- TASK DESCRIPTION -
Please repeat all of the lines that follow, exactly as written.

[Lines of data]
· · ·

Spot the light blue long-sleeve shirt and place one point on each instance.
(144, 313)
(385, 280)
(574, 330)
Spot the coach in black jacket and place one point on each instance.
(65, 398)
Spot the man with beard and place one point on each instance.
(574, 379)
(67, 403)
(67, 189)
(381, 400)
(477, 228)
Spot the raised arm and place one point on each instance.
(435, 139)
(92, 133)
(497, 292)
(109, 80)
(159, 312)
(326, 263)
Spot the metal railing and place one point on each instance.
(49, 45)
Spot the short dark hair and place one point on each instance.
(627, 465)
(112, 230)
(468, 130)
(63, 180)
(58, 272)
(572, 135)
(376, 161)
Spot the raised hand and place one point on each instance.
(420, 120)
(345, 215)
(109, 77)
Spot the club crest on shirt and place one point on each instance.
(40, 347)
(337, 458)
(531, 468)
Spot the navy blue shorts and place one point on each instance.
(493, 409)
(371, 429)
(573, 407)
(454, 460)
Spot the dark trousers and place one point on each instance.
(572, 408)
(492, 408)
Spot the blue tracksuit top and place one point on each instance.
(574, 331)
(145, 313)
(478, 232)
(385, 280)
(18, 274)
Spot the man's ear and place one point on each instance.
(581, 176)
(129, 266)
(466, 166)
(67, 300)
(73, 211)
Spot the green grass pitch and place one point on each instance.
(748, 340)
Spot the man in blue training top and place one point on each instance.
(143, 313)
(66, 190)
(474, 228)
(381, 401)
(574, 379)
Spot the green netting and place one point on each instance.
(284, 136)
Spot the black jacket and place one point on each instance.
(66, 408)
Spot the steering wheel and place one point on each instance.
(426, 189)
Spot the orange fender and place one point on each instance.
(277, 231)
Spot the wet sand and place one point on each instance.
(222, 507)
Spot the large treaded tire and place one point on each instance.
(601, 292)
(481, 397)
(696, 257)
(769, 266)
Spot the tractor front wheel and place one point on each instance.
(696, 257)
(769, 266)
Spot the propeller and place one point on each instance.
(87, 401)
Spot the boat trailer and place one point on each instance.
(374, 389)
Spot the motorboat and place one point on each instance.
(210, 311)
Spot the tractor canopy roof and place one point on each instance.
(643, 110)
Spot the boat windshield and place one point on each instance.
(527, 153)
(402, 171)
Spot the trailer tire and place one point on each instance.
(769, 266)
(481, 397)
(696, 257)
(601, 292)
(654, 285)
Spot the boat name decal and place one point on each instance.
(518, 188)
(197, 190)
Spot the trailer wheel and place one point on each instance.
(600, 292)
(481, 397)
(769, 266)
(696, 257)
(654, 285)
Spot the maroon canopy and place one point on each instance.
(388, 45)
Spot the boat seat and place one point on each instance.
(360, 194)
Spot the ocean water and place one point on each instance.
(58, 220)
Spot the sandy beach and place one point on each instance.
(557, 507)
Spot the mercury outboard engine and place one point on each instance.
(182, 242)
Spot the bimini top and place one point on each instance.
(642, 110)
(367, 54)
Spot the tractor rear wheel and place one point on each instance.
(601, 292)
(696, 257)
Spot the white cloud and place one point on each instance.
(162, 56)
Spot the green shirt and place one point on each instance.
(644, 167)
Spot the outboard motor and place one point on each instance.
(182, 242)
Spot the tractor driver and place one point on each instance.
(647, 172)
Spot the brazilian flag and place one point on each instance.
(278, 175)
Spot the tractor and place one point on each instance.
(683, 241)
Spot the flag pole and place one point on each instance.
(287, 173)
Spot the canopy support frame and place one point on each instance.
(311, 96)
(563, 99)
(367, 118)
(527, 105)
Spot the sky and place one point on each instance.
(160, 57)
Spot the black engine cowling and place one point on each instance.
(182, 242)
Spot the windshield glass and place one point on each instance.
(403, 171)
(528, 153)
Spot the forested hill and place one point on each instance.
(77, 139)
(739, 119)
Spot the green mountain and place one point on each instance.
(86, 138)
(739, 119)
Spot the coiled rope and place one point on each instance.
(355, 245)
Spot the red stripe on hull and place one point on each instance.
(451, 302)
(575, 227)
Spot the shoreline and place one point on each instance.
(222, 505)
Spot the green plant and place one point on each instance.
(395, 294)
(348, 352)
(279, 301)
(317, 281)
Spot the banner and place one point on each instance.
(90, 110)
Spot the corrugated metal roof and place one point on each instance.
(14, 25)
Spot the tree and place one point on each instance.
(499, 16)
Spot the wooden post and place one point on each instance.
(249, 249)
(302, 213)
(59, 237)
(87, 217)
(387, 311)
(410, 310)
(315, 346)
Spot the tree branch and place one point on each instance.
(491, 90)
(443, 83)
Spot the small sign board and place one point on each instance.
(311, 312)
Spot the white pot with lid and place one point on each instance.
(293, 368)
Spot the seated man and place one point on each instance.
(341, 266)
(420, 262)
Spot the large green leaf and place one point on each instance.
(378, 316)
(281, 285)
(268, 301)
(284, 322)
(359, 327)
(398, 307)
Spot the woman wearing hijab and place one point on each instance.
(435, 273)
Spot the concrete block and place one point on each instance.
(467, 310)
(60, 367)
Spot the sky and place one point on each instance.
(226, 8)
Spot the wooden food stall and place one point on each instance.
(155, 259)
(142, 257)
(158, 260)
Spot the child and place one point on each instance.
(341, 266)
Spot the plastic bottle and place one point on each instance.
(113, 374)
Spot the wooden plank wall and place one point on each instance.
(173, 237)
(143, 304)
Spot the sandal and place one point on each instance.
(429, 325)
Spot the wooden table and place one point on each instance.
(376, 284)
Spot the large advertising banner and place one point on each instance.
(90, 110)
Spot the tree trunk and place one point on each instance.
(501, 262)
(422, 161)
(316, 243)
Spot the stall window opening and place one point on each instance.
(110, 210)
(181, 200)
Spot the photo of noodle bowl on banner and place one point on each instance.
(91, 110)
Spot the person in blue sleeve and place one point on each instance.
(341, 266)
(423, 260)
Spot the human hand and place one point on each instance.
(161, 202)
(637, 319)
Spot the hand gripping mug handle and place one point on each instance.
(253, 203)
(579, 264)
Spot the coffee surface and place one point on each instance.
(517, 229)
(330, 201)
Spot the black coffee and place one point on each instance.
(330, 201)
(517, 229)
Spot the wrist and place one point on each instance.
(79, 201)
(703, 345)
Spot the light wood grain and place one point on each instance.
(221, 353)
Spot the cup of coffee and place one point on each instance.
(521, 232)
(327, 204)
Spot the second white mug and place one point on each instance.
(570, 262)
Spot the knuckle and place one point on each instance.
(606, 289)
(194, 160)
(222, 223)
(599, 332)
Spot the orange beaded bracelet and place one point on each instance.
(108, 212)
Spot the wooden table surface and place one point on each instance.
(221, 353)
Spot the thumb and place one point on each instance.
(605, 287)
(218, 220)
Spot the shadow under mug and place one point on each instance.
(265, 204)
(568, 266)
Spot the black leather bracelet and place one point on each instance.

· · ·

- PROBLEM SOLUTION -
Spot the light blue long-sleeve shirt and place one point on each instance.
(144, 313)
(385, 280)
(574, 330)
Spot the coach in black jacket and place one point on each instance.
(65, 398)
Spot the man with beard and place one point on each instance.
(574, 379)
(67, 403)
(67, 189)
(381, 400)
(477, 228)
Spot the raised arm and place one point on each instance.
(435, 139)
(92, 133)
(497, 292)
(109, 80)
(159, 312)
(326, 263)
Spot the metal railing and place one point on each instance.
(49, 45)
Spot the short dark hair and place one point on each instance.
(627, 465)
(112, 230)
(468, 130)
(63, 180)
(58, 272)
(572, 135)
(376, 161)
Spot the raised hand and place one point on each instance.
(420, 120)
(345, 215)
(109, 77)
Spot the club crest on shirt and place one point on each instance.
(40, 347)
(337, 458)
(531, 468)
Spot the navy blue shorts and place one point on each instance.
(493, 409)
(371, 429)
(573, 407)
(454, 460)
Spot the dark trousers and place one point on each instance.
(572, 408)
(492, 408)
Spot the blue tracksuit top and place one point on each instance.
(574, 331)
(145, 313)
(478, 232)
(385, 280)
(18, 274)
Spot the man's ear and place one point on each instance.
(581, 176)
(129, 266)
(466, 166)
(67, 300)
(73, 211)
Spot the green grass pitch and place one point on each instance.
(748, 340)
Spot the man in blue training top and place one point on each instance.
(143, 313)
(66, 190)
(474, 228)
(381, 401)
(574, 379)
Spot the green netting and place one point on each instance.
(284, 136)
Spot the black jacket and place one point on each instance.
(66, 408)
Spot the steering wheel and place one point on each instance.
(426, 189)
Spot the orange fender and place one point on each instance.
(277, 231)
Spot the wet sand and place one point on each instance.
(222, 507)
Spot the large treaded tire and place one point on each instance.
(601, 292)
(481, 397)
(696, 257)
(769, 266)
Spot the tractor front wheel and place one point on each instance.
(696, 257)
(769, 266)
Spot the propeller and place one point on each instance.
(87, 401)
Spot the boat trailer and place one point on each instance.
(374, 389)
Spot the motorboat and place one point on each instance.
(210, 311)
Spot the tractor canopy roof and place one point on each instance.
(643, 110)
Spot the boat windshield and place one point on each instance.
(527, 153)
(402, 171)
Spot the trailer tire and place one point on each instance.
(769, 266)
(481, 397)
(696, 257)
(601, 292)
(654, 285)
Spot the boat name decal and place one point on each instance.
(518, 188)
(197, 190)
Spot the trailer wheel and place one point on each instance.
(600, 292)
(481, 397)
(769, 266)
(696, 257)
(654, 285)
Spot the maroon canopy and place one point on each instance.
(388, 45)
Spot the boat seat and place one point on each instance.
(360, 194)
Spot the ocean water and place one point on each instance.
(58, 220)
Spot the sandy beach and place one point on each instance.
(557, 507)
Spot the mercury outboard engine and place one point on each instance.
(182, 242)
Spot the bimini top and place one point on each instance.
(642, 110)
(367, 54)
Spot the tractor rear wheel and place one point on each instance.
(601, 292)
(696, 257)
Spot the white cloud and place one point on each instance.
(162, 56)
Spot the green shirt and place one point on each instance.
(644, 167)
Spot the outboard motor and place one point on each instance.
(182, 242)
Spot the tractor driver and place one point on each instance.
(647, 172)
Spot the brazilian flag and place one point on each instance.
(278, 175)
Spot the tractor and place one point on each instance.
(683, 241)
Spot the flag pole and place one point on each instance.
(287, 173)
Spot the canopy support frame and place one point on each instance.
(311, 96)
(563, 99)
(367, 118)
(527, 105)
Spot the sky and place one point on each instance.
(160, 57)
Spot the black engine cowling and place one point on each instance.
(182, 242)
Spot the windshield glass and place one point on each instance.
(403, 171)
(528, 153)
Spot the forested hill and place one point on each instance.
(77, 139)
(739, 119)
Spot the green mountain and place one point on each instance.
(86, 138)
(739, 119)
Spot the coiled rope and place one point on each instance.
(355, 245)
Spot the red stripe on hull and place one point on each instance.
(451, 302)
(575, 227)
Spot the shoreline and place one point on each instance.
(222, 505)
Spot the green plant and place one point on each instance.
(395, 294)
(348, 352)
(279, 301)
(317, 281)
Spot the banner and place one point on each instance.
(90, 110)
Spot the corrugated metal roof and place one point on each instance.
(14, 25)
Spot the tree and place one point on each instance.
(499, 16)
Spot the wooden post and place one point on each instance.
(249, 249)
(302, 213)
(59, 237)
(87, 217)
(387, 311)
(410, 310)
(315, 346)
Spot the tree branch and place one point on each instance.
(491, 90)
(443, 83)
Spot the small sign board and place one point on each instance.
(311, 312)
Spot the white pot with lid and place one point on each instance.
(293, 368)
Spot the seated man and place one point on each instance.
(341, 266)
(420, 262)
Spot the large green leaf and place one point on each instance.
(378, 316)
(281, 285)
(268, 301)
(284, 322)
(359, 327)
(398, 307)
Spot the woman wearing hijab and place one point on each instance.
(435, 273)
Spot the concrete block and place one point on each instance.
(467, 310)
(60, 367)
Spot the sky and place one point on each instance.
(226, 8)
Spot the wooden food stall and place one point on each instance.
(155, 259)
(142, 257)
(158, 260)
Spot the child and place one point on each instance.
(341, 266)
Spot the plastic bottle and place one point on each instance.
(113, 374)
Spot the wooden plank wall and place one point on each instance.
(173, 237)
(143, 304)
Spot the sandal and place one point on each instance.
(429, 325)
Spot the wooden table and place one point on each instance.
(376, 284)
Spot the large advertising banner and place one point on each instance.
(90, 110)
Spot the tree trunk and place one point on each instance.
(501, 262)
(422, 161)
(316, 243)
Spot the stall window opening and place one point on each instance.
(110, 210)
(181, 200)
Spot the photo of noodle bowl on banner and place one point on each instance.
(91, 110)
Spot the person in blue sleeve and place one point on each instance.
(341, 266)
(423, 260)
Spot the human hand and place one point on each instance.
(161, 202)
(637, 319)
Spot the hand gripping mug handle and place one point on each instance.
(253, 203)
(579, 264)
Spot the coffee surface and place one point on each instance.
(517, 229)
(330, 201)
Spot the black coffee and place one point on each instance.
(330, 201)
(517, 229)
Spot the wrist and place one point on each instance.
(79, 201)
(703, 345)
Spot the light wood grain and place one point on each instance.
(221, 353)
Spot the cup of coffee and place one point on each instance.
(521, 232)
(327, 204)
Spot the second white mug and place one point on each instance.
(570, 262)
Spot the knuckle and place one point on each instance.
(606, 289)
(194, 160)
(222, 223)
(599, 332)
Spot the orange beaded bracelet and place one point on each instance.
(108, 212)
Spot the wooden table surface and place one point on each instance.
(221, 353)
Spot the thumb and place one point on each instance.
(605, 287)
(218, 220)
Spot the shadow under mug and place one point on each instance.
(265, 204)
(568, 266)
Spot the black leather bracelet and place one point on each instance.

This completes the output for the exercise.